**Trecho para leitura:**
- - - - - - -
LEONARDO WEXELL SEVERO, de La Paz, Bolívia
O presidente da Bolívia, Evo Morales, informou que logo depois de ter “enviado agentes da inteligência” para dar orientações à oposição ao seu governo, em julho deste ano, a Embaixada dos Estados Unidos decidiu apelar, financiando obras em troca de votos contra o Movimento Ao Socialismo (MAS) nas eleições do próximo domingo, 20 de outubro.
“Na semana passada eu convoquei o Encargado de Negócios da Embaixada dos Estados Unidos, apresentei os documentos, como este carro da Embaixada tem ido às comunidades dos Yungas de La Paz para oferecer pavimentação e asfalto, sempre e quando não apoiarem Evo”, denunciou o presidente.
Na oportunidade, o líder boliviano que postula um novo mandato para o período 2020-2025, apresentou as provas da chantagem ao encarregado de negócios da delegação diplomática norte-americana, Bruce Williamson. Conforme o presidente, Williamson teria se declarado surpreso pela informação e se comprometido a “não se meter em temas eleitorais”. “Espero que não esteja fazendo isso”, alertou Evo.
Apesar das alegações do representante estadunidense, o fato é que desde o princípio do ano, o governo boliviano tem demonstrado como a representação ianque está empenhada em um “complô midiático”, “com mentiras montadas” contra seu governo para que a oposição tire dividendos eleitorais. Não se conformam, assinalou o presidente, que a página do neoliberalismo, do mando das transnacionais e das oligarquias tenha sido virada, e querem voltar atrás. “O que fizemos foi refundar a Bolívia, acabamos com o Estado colonial e criamos um Estado plurinacional”, apontou.
- - - - - - -
**Dados:**

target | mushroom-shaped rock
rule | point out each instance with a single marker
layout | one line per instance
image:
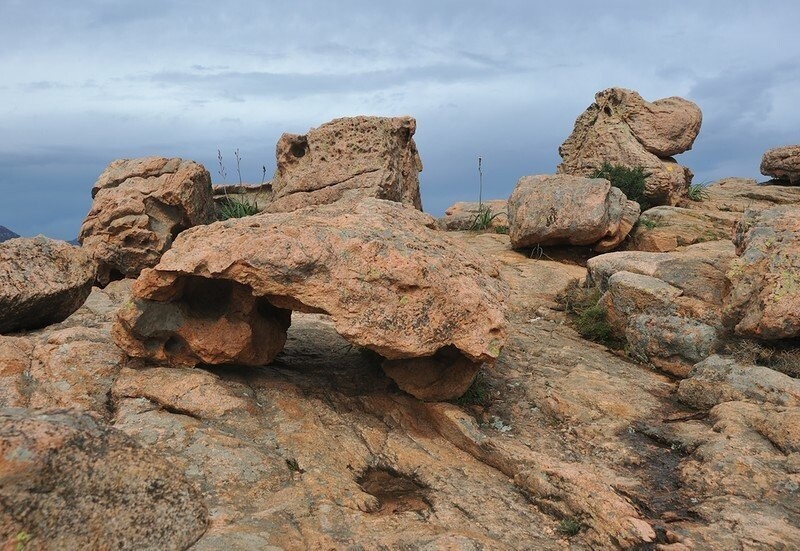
- - - - - - -
**Desafio:** Como você resumiria o trecho para leitura em duas frases? Os dados não são necessários aqui.

**Resposta do exercício:** O presidente da Bolívia, Evo Morales, denunciou que a Embaixada dos Estados Unidos oferece pavimentação e asfalto a comunidades dos Yungas de La Paz em troca de votos contra o MAS nas eleições de 20 de outubro. Ele apresentou as provas ao encarregado de negócios Bruce Williamson, que teria se declarado surpreso e prometido não se meter em temas eleitorais, enquanto o governo boliviano afirma que a representação norte-americana promove desde o início do ano um complô midiático contra ele.